Apulien

Wenn man den italienischen Stiefel betrachtet, dann entspricht Apulien grosso modo der Landzunge entlang der Adria, vom Absatz bis zum Sporn. Zu Beginn des 20. Jahrhunderts produzierte diese Weinregion hauptsächlich sogenannte «Doktorweine», die dazu dienten, die im Norden gewachsenen Weine zu verbessern, allen voran diejenigen aus dem Piemont, inklusive den berühmten Barolo. Ganze Wagons voller Most oder Jungwein starteten in Richtung Norden. Gewachsen waren sie in Apulien, einer ausnehmend fruchtbaren Region, und zwar dank optimaler Besonnung, angepassten Niederschlägen, eisenoxidhaltigen Böden und mediterranem Klima.

Der Name Apulien stammt übrigens eher vom griechischen Ἰαπυγία (Japigia), der Bezeichnung für die Völker jenseits der Adria, also der Herkunft der vorrömischen regionalen Bevölkerung, und nicht vom hybriden griechisch-lateinischen a-pluviă (Wassermangel), wie oft vermutet.

Bis zum Zweiten Weltkrieg blieb der apulische Weinbau sehr traditionell, die Reben wurden im Alberello-System erzogen, als kleine Büsche, was die Rebarbeiter zu einer gebückten Haltung zwang. Gegen Mitte des 20. Jahrhunderts erlebte die Weinproduktion einen drastischen Wandel: Es wurden Winzerkooperativen (cantine sociale) gegründet, parallel zu einer bedeutenden Mechanisierung und der Produktion von grossen Weinmengen.

Gespeicherte Einträge
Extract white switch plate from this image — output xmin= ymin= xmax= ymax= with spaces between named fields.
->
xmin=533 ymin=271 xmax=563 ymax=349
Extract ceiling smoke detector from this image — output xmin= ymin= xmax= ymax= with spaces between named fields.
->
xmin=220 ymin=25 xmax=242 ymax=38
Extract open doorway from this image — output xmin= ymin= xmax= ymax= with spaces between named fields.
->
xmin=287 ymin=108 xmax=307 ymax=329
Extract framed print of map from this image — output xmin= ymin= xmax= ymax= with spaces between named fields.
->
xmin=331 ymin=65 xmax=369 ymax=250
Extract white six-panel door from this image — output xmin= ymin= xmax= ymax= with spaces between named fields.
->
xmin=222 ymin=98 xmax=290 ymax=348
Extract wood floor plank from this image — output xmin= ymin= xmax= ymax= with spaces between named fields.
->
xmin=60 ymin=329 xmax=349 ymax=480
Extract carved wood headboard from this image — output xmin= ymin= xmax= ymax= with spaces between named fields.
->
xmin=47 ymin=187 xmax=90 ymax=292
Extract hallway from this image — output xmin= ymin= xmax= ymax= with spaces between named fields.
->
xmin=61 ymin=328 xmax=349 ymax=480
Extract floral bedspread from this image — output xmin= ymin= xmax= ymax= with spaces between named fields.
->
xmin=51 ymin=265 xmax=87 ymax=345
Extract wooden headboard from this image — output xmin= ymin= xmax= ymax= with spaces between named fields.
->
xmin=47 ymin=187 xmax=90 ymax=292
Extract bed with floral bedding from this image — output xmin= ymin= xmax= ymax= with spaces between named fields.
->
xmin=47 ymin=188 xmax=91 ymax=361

Deine Aufgaben
• A. Gib den Textauszug über Apulien von „Wenn man den“ bis „und mediterranem Klima.“ wortgetreu wieder.
• B. Beantworte anhand des Textauszugs über Apulien diese Fragen:
(i) Welche Weine sollten die «Doktorweine» vor allem verbessern?
(ii) Von welcher griechischen Bezeichnung stammt der Name Apulien eher?
(iii) In welchem System wurden die Reben bis zum Zweiten Weltkrieg erzogen?

Die Lösungen
• A.
Wenn man den italienischen Stiefel betrachtet, dann entspricht Apulien grosso modo der Landzunge entlang der Adria, vom Absatz bis zum Sporn. Zu Beginn des 20. Jahrhunderts produzierte diese Weinregion hauptsächlich sogenannte «Doktorweine», die dazu dienten, die im Norden gewachsenen Weine zu verbessern, allen voran diejenigen aus dem Piemont, inklusive den berühmten Barolo. Ganze Wagons voller Most oder Jungwein starteten in Richtung Norden. Gewachsen waren sie in Apulien, einer ausnehmend fruchtbaren Region, und zwar dank optimaler Besonnung, angepassten Niederschlägen, eisenoxidhaltigen Böden und mediterranem Klima.

• B.
(i) Die im Norden gewachsenen Weine, allen voran diejenigen aus dem Piemont, inklusive den berühmten Barolo.
(ii) Von Ἰαπυγία (Japigia).
(iii) Im Alberello-System, als kleine Büsche.